--- SOURCE DATA ---

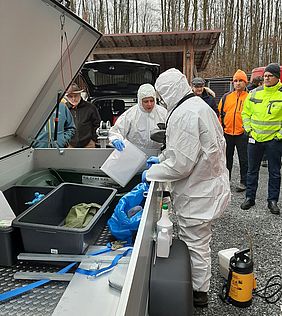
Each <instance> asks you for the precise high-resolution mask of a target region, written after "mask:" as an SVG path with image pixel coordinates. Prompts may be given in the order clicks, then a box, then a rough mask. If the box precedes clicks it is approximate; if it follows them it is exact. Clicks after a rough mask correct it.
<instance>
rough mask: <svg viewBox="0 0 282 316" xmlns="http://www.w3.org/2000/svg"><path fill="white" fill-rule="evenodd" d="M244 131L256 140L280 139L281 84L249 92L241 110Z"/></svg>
mask: <svg viewBox="0 0 282 316" xmlns="http://www.w3.org/2000/svg"><path fill="white" fill-rule="evenodd" d="M242 118H243V124H244V128H245V130H246V132H248V133H250V135H251V136H252V137H253V138H254V139H255V140H256V141H257V142H266V141H269V140H272V139H273V138H278V139H280V140H282V84H281V82H278V83H277V84H276V85H275V86H272V87H266V86H264V87H258V88H257V89H255V90H253V91H252V92H250V94H249V96H248V97H247V99H246V100H245V103H244V109H243V112H242Z"/></svg>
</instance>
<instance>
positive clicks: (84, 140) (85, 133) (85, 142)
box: [67, 99, 101, 148]
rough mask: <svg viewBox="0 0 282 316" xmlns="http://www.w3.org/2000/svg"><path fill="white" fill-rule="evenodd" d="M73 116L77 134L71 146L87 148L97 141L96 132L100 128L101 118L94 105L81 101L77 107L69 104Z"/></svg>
mask: <svg viewBox="0 0 282 316" xmlns="http://www.w3.org/2000/svg"><path fill="white" fill-rule="evenodd" d="M67 105H68V108H69V110H70V111H71V114H72V116H73V120H74V123H75V126H76V132H75V134H74V136H73V137H72V139H71V140H70V142H69V143H70V145H71V146H72V147H76V148H83V147H85V146H86V145H87V144H88V143H89V142H90V140H94V141H95V142H96V141H97V134H96V130H97V128H98V127H99V126H100V121H101V117H100V114H99V112H98V110H97V108H96V106H95V105H94V104H91V103H89V102H87V101H84V100H83V99H81V101H80V102H79V104H78V105H77V107H75V108H73V107H72V106H71V104H70V103H69V102H68V103H67Z"/></svg>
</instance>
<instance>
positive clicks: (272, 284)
mask: <svg viewBox="0 0 282 316" xmlns="http://www.w3.org/2000/svg"><path fill="white" fill-rule="evenodd" d="M247 235H248V237H249V242H250V248H246V249H243V250H238V249H236V248H233V250H234V249H236V250H237V251H235V252H234V251H233V256H231V258H230V252H228V250H229V251H231V250H232V249H227V250H225V251H223V252H222V253H221V259H222V258H223V259H228V260H229V272H228V277H227V282H225V284H224V285H223V287H222V291H221V293H220V294H219V296H220V298H221V299H222V300H223V301H224V302H226V303H230V304H232V305H234V306H237V307H248V306H250V305H251V304H252V299H253V296H254V295H256V296H258V297H260V298H263V299H265V301H266V302H267V303H269V304H275V303H276V302H277V301H279V299H280V298H281V296H282V277H281V276H280V275H278V274H276V275H273V276H272V277H270V278H269V279H268V281H267V282H266V285H265V286H264V287H263V288H261V289H257V288H256V287H257V282H256V278H255V276H254V272H253V268H254V264H253V255H252V251H251V250H252V240H251V238H250V236H249V234H247ZM223 253H224V254H225V255H224V254H223ZM229 258H230V259H229ZM225 262H226V260H225ZM224 265H225V264H224V260H222V264H221V269H222V272H225V270H226V269H225V267H224ZM226 276H227V271H226Z"/></svg>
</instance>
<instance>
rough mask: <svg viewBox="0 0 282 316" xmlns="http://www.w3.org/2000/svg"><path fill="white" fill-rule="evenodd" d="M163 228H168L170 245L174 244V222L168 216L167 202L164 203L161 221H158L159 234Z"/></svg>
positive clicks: (163, 205) (157, 224) (168, 234)
mask: <svg viewBox="0 0 282 316" xmlns="http://www.w3.org/2000/svg"><path fill="white" fill-rule="evenodd" d="M162 228H166V229H167V231H168V235H169V245H170V246H171V244H172V232H173V223H172V221H171V220H170V219H169V216H168V207H167V204H163V207H162V216H161V218H160V220H159V221H157V234H159V232H160V231H161V230H162Z"/></svg>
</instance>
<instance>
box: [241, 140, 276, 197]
mask: <svg viewBox="0 0 282 316" xmlns="http://www.w3.org/2000/svg"><path fill="white" fill-rule="evenodd" d="M281 153H282V142H281V141H277V140H271V141H268V142H263V143H258V142H255V144H252V143H249V145H248V162H249V168H248V174H247V190H246V197H247V198H251V199H252V200H255V198H256V192H257V187H258V179H259V169H260V164H261V160H262V157H263V155H264V154H266V156H267V158H268V198H267V200H268V201H276V202H277V201H278V200H279V193H280V184H281V174H280V168H281Z"/></svg>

--- PROBLEM ---
Identify every line in the listing above that contains the string "positive".

--- WRITTEN ANSWER ---
positive clicks: (84, 140) (85, 133) (85, 142)
positive clicks: (272, 284)
positive clicks: (163, 205) (157, 224) (168, 234)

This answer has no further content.